[DO THIS] Return the complete listing that follows, with each line reproduced exactly.

[Start of DATASET EXTRACT]

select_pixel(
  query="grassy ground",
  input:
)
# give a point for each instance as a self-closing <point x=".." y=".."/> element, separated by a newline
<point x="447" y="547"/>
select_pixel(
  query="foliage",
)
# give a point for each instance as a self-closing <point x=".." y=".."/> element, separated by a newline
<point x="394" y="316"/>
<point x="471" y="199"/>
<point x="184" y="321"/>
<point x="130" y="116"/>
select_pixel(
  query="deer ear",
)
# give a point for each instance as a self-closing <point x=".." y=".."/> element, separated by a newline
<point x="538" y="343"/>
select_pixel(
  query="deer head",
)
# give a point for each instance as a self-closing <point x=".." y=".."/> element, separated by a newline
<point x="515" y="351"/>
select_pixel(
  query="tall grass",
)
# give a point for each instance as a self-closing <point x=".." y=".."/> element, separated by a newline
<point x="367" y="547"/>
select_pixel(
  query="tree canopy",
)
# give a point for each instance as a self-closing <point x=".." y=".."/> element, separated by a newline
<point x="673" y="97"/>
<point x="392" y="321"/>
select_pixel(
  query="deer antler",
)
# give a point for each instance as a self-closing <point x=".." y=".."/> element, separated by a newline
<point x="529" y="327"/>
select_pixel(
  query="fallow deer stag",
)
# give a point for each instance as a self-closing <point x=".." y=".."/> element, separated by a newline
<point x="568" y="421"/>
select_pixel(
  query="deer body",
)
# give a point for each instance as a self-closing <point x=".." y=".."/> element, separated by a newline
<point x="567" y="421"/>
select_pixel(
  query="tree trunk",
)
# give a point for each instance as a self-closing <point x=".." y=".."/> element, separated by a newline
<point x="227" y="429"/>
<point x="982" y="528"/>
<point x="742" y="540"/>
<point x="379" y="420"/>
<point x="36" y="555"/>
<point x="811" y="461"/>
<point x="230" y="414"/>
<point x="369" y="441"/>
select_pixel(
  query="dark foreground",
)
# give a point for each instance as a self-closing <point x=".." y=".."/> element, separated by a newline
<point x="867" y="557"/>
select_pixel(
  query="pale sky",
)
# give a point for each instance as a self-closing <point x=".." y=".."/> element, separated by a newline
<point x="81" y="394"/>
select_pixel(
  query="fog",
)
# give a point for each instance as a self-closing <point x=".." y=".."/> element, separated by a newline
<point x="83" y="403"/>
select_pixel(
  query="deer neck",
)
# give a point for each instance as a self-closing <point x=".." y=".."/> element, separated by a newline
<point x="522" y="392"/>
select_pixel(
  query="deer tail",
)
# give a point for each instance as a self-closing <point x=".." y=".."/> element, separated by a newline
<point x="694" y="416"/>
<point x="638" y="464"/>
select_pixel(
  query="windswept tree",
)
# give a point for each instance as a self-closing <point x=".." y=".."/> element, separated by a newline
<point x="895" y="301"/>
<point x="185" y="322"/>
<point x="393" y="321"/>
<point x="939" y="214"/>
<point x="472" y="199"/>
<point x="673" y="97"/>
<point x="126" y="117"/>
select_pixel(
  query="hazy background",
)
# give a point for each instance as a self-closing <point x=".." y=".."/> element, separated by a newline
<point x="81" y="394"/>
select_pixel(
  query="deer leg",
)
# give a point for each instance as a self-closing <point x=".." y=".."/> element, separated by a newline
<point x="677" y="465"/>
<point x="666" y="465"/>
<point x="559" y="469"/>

[End of DATASET EXTRACT]

[TASK RESPONSE]
select_pixel(
  query="grassy ground",
  input:
)
# give a point for each instance as a self-closing <point x=".." y=".."/> element, separated by a newline
<point x="447" y="547"/>
select_pixel(
  query="foliage",
)
# give a point for each instance as a self-closing <point x=".." y=".."/> element, separated by a newline
<point x="394" y="316"/>
<point x="471" y="199"/>
<point x="184" y="321"/>
<point x="130" y="116"/>
select_pixel(
  query="deer ear",
)
# give a point for each instance as a self-closing <point x=".." y=".."/> element, separated by a newline
<point x="538" y="343"/>
select_pixel(
  query="deer head",
)
# give a point for each instance as a self-closing <point x=".." y=".."/> element, separated by a newline
<point x="515" y="351"/>
select_pixel(
  query="tall grass",
)
# give a point for each instance as a self-closing <point x=".." y=".."/> element, separated by a newline
<point x="367" y="547"/>
select_pixel(
  query="tree canopy",
)
# give a point for each instance as a self-closing <point x=".." y=".."/> element, separated by a newline
<point x="673" y="97"/>
<point x="392" y="321"/>
select_pixel(
  query="deer antler",
)
# give a point for each instance as a self-closing <point x=".." y=".."/> element, separated by a newline
<point x="529" y="327"/>
select_pixel(
  query="fallow deer stag",
)
# give a point for each instance as a self-closing <point x=".." y=".."/> element, separated by a newline
<point x="568" y="421"/>
select_pixel(
  query="deer body",
)
# give a point for each instance as a self-closing <point x=".." y=".."/> element, separated by a newline
<point x="567" y="421"/>
select_pixel(
  query="tree trunk",
)
# give a point for each instance as a self-closing <point x=".." y=".."/> element, separated by a newline
<point x="227" y="429"/>
<point x="982" y="528"/>
<point x="742" y="540"/>
<point x="379" y="420"/>
<point x="36" y="555"/>
<point x="811" y="461"/>
<point x="230" y="414"/>
<point x="369" y="441"/>
select_pixel(
  query="dark foreground",
)
# give a point for each instance as a self-closing <point x=".." y=".."/> element, separated by a newline
<point x="867" y="557"/>
select_pixel(
  query="pale sky",
)
# give a point for each instance as a self-closing <point x=".." y=".."/> element, separated by a newline
<point x="81" y="394"/>
select_pixel(
  query="fog",
)
# give a point for each instance as a self-closing <point x=".." y=".."/> element, separated by a newline
<point x="83" y="403"/>
select_pixel(
  query="deer neck",
)
# give a point for each instance as a self-closing <point x=".." y=".."/> element, separated by a newline
<point x="522" y="392"/>
select_pixel(
  query="deer tail",
)
# give a point for each instance as a self-closing <point x=".." y=".."/> element, separated by a newline
<point x="694" y="416"/>
<point x="638" y="464"/>
select_pixel(
  query="windswept tree",
)
# give a point for each instance as a self-closing <point x=".." y=".."/> element, separated by a newline
<point x="895" y="301"/>
<point x="185" y="322"/>
<point x="393" y="321"/>
<point x="939" y="214"/>
<point x="472" y="199"/>
<point x="673" y="97"/>
<point x="126" y="117"/>
select_pixel(
  query="hazy background",
)
# give a point for each instance as a self-closing <point x=".." y=".."/> element, separated by a newline
<point x="81" y="394"/>
select_pixel(
  query="deer leg",
)
# give a point for each instance as a self-closing <point x=".." y=".."/> element, separated by a newline
<point x="677" y="465"/>
<point x="666" y="465"/>
<point x="559" y="469"/>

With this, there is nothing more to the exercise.